■ Records shown ■
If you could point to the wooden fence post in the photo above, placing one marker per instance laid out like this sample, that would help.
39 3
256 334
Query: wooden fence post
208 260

---

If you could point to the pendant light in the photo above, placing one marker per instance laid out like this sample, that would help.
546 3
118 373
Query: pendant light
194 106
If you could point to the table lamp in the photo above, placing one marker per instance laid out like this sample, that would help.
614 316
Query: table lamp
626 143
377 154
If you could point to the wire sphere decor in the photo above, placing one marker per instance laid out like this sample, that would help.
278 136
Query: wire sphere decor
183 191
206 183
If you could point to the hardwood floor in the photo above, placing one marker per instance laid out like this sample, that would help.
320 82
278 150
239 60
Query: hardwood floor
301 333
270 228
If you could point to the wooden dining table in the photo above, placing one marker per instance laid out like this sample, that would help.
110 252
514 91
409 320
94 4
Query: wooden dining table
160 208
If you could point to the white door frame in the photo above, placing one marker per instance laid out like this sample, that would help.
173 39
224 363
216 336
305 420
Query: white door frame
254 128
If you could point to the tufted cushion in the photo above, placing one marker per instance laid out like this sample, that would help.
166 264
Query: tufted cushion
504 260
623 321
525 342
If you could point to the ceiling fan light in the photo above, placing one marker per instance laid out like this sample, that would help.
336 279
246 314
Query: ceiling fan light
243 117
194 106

...

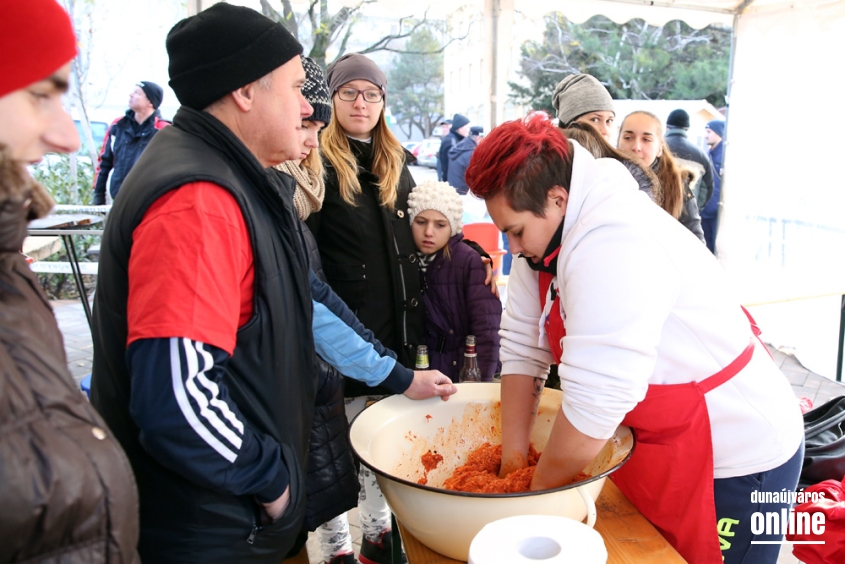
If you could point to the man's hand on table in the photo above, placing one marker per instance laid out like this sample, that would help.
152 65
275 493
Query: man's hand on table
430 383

■ Work to complete ■
Which lines in the records above contain the word "hardwood"? Report each such line in full.

■ Result for this exercise ■
If you could point to the hardwood floor in the photo above, placing one marker per instance laid out like this sample, that would help.
Query: hardwood floor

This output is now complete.